DATASET ROWS:

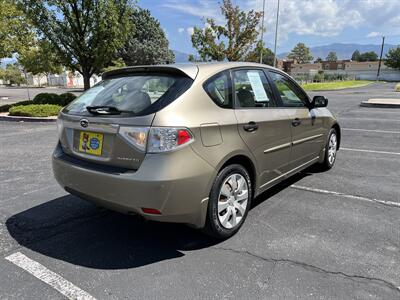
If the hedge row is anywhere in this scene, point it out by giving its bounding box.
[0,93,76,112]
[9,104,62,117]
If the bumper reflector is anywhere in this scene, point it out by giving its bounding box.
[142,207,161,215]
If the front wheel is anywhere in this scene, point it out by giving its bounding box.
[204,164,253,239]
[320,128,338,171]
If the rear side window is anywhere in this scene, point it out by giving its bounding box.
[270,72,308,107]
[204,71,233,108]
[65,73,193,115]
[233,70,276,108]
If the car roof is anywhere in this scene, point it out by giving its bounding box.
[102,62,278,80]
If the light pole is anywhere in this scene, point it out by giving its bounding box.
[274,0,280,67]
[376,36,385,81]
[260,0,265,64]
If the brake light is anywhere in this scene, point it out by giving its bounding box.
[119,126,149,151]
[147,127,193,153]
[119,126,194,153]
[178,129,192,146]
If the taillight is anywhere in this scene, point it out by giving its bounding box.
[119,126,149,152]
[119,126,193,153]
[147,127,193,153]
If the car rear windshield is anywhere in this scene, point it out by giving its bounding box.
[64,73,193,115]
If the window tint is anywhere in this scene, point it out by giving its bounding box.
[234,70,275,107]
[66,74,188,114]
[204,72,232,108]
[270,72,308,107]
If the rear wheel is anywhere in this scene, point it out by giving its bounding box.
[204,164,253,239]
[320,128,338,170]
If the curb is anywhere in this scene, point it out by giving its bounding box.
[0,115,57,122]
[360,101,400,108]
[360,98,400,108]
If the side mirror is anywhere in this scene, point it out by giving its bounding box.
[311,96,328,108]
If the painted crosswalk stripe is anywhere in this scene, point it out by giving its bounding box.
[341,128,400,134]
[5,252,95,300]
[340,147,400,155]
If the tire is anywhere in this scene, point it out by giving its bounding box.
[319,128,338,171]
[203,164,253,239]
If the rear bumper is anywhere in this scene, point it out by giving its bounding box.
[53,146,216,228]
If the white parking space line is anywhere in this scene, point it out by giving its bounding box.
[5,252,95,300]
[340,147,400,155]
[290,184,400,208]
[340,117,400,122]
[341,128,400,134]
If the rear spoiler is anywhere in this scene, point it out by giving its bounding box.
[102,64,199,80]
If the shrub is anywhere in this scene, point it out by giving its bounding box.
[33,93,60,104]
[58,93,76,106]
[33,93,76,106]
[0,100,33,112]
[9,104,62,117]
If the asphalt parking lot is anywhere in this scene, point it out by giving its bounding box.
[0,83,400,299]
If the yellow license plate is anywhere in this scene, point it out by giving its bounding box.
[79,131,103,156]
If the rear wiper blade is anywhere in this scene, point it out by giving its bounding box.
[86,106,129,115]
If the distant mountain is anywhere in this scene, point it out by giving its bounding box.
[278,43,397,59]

WHAT IS REQUIRED: Update the listing above by replacing every "point it out" with "mark it" and keeping everything else the same. Leave the pictures out of your answer.

SOLUTION TO THIS TASK:
If the hedge row is anywhere in this scene, mark it by giving its bounding box.
[0,93,76,112]
[9,104,62,117]
If the bumper reflector is anywhere in this scene, mark it by giving its bounding box.
[142,207,161,215]
If the front wheel is anywhere in this scene, mark it by giving its bounding box.
[204,164,253,239]
[320,128,338,171]
If the rear side window is anywhere in this scene, mark it by giving its bounding box.
[270,72,308,107]
[204,71,233,108]
[65,73,193,115]
[233,70,276,108]
If the car roof is anywhere in this scene, mark it by giving its bounding box.
[102,62,278,80]
If the light pole is anywhere in this scene, mark it by giving its bounding box.
[274,0,280,67]
[376,36,385,81]
[260,0,265,64]
If the brake light is anywhere in this scene, mark it by giving its bounding box.
[119,126,149,151]
[147,127,193,153]
[119,126,194,153]
[178,129,192,146]
If the taillight is anywhere in this scene, mark it by giving its bounding box.
[119,126,149,152]
[119,126,193,153]
[147,127,193,153]
If the car rear windshield is anywhere in this scene, mark it by giving its bounding box.
[64,73,193,115]
If the window tint is anywhere in this scene, mark it by giving its bounding box.
[234,70,275,107]
[66,74,188,114]
[204,72,232,108]
[270,72,308,107]
If the rear wheel is anywhere in this scene, mark it by giving its bounding box.
[204,164,253,239]
[320,128,338,170]
If the curb is anywhere in this scene, mark it by giving its bounding box.
[0,115,57,122]
[360,101,400,108]
[360,98,400,108]
If the side mirror is anywhere in this scene, mark it by giving its bounding box.
[311,96,328,108]
If the painted crosswalk stripe is anywhere in this scene, mark it by giving its bounding box.
[341,128,400,134]
[5,252,95,300]
[340,147,400,155]
If the tire is anywhere in this scene, mark it by giving its bounding box.
[319,128,338,171]
[203,164,253,239]
If the rear bumper is anywhere in this scene, mark it by giving its bounding box.
[53,146,216,228]
If the white parking space line is anywhere in this scene, mark it by giving its bounding box.
[5,252,95,300]
[340,147,400,155]
[290,184,400,208]
[340,117,400,122]
[341,128,400,134]
If the rear spoiler is anywhere in this scene, mark it by giving its bounding box.
[102,64,199,80]
If the shrub is anywhere in this scene, mark it by giving its bounding box.
[33,93,60,104]
[58,93,76,106]
[33,93,76,106]
[0,100,33,112]
[9,104,62,117]
If the asphalt parking lot is anywhere in this scene, mark it by giving its bounding box.
[0,83,400,299]
If the yellow license plate is anywhere in this scene, mark it by giving its bounding box.
[79,131,103,156]
If the rear wiper blade is anywhere in this scene, mark it by giving its bounding box.
[86,106,129,115]
If the distant mountain is anywhere in this scene, mark it by giving its bounding box.
[278,43,397,59]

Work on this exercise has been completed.